Document passage.

%%

Announcing Amazon ECS deployment circuit breaker

Today, we announced the Amazon ECS deployment circuit breaker for EC2 and Fargate compute types. With this feature, Amazon ECS customers can now automatically roll back unhealthy service deployments without the need for manual intervention. This empowers customers to quickly discover failed deployments, while not having to worry about resources being consumed for failing tasks, or indefinite deployment delays.

Previously, when using the rolling update deployment type in Amazon ECS, if the service was unable to reach a healthy state, the scheduler would retry deployments in perpetuity using the service throttling logic. An extra step was required when monitoring deployments to ensure that a deployment failure could be caught in a timely manner. This also was a pain point for customers that deploy Amazon ECS services using AWS CloudFormation.

There are several reasons why a deployment can fail, such as introducing a breaking change to the code or service configuration, lack of resources available to reach the desired count, or container/load balancer health checks failing. While deployment failures aren’t limited to these scenarios, these are just some examples to better understand where the deployment circuit breaker can help. Throughout the remainder of the blog, we are going to demonstrate the circuit breaker from the example scenario of introducing a failure to the container health check.

What are we deploying?

The demo application we are deploying is running a Python Flask web server, that will show the current version of the task definition deployed via the ECS service. To create, deploy, and update this service, we will use the AWS CLI. Let’s start with looking at the code, Dockerfile, and task definition to gain a better understanding of what is being deployed.

In our flask service, we’re gathering the task version from the task metadata endpoint. The website will show us what task definition version the ECS service is running. The goal of this app is to show us the capabilities of the circuit breaker and highlight the rollback functionality as we should not see the version change in the frontend. The flask code below will be in the flask_app.py file:

#!/usr/bin/env python3

from flask import Flask
from os import getenv
from requests import get

import json

app = Flask(__name__)

def get_service_version():
    #https://docs.aws.amazon.com/AmazonECS/latest/developerguide/task-metadata-endpoint-v4.html
    metadata_endpoint = getenv('ECS_CONTAINER_METADATA_URI_V4', None)
    if metadata_endpoint is None:
        return "Metadata endpoint not available"
    else:
        response = get("{}/task".format(metadata_endpoint)).text
        json_response = json.loads(response)
        return "{}:{}".format(json_response['Family'], json_response['Revision'])

@app.route('/')
def hello():
    return """
<!DOCTYPE html>
<html lang="en">
<head>
    <meta charset="UTF-8">
    <title>Circuit Breaker Demo!</title>
</head>
<body>
   <h1> My Amazon ECS Application Demo </h1>
   <p> Current version of the service {} </p>
</body>
</html>
    """.format(get_service_version())

@app.route('/health')
def health():
  return "OK"

if __name__ == '__main__':
    app().run(host='0.0.0.0')

%%

Goal 1. According to the ECS deployment circuit breaker post, what did the scheduler previously do when a service using rolling updates could not reach a healthy state?
Goal 2. Write the next part of the post on the ECS deployment circuit breaker, picking up right after its last line.

Given data.
%%

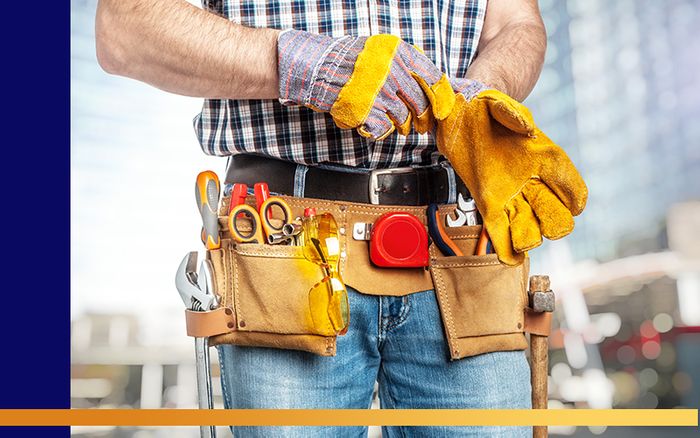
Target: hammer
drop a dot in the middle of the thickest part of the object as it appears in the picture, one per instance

%%

Answer 1. It retried the deployment indefinitely, using the service throttling logic.

Answer 2.
Using the Python base image, we are installing Flask, copying the code into the image, and defining how to run the application on startup.

FROM python:3

EXPOSE 5000

COPY ./flask_app.py /flask_app/app.py

RUN pip install requests flask

WORKDIR /flask_app

CMD ["flask", "run", "--host", "0.0.0.0"]

Prerequisites:

AWS CLI
AWS CDK
Docker for building/pushing container images

Demo:

To start, we will create an ECS cluster with required vpc/networking, an ECR repository, as well as the task execution IAM role to allow our Fargate service to pull our ECR image. We use the CDK to define and deploy our environment using Python. This code will reside in a file named app.py. For more information on AWS CDK, please take a look at the documentation.

#!/usr/bin/env python3

from aws_cdk import (
    Stack,
    CfnOutput,
    RemovalPolicy,
    aws_ecs as ecs,
    aws_ecr as ecr,
    aws_iam as iam,
    aws_ec2 as ec2,
    App
)
from constructs import Construct


class CircuitBreakerDemo(Stack):

    def __init__(self, scope: Construct, id: str, **kwargs) -> None:
        super().__init__(scope, id, **kwargs)

        # The code that defines your stack goes here
        ecs_cluster = ecs.Cluster(
            self, "DemoCluster",
            cluster_name="CB-Demo"
        )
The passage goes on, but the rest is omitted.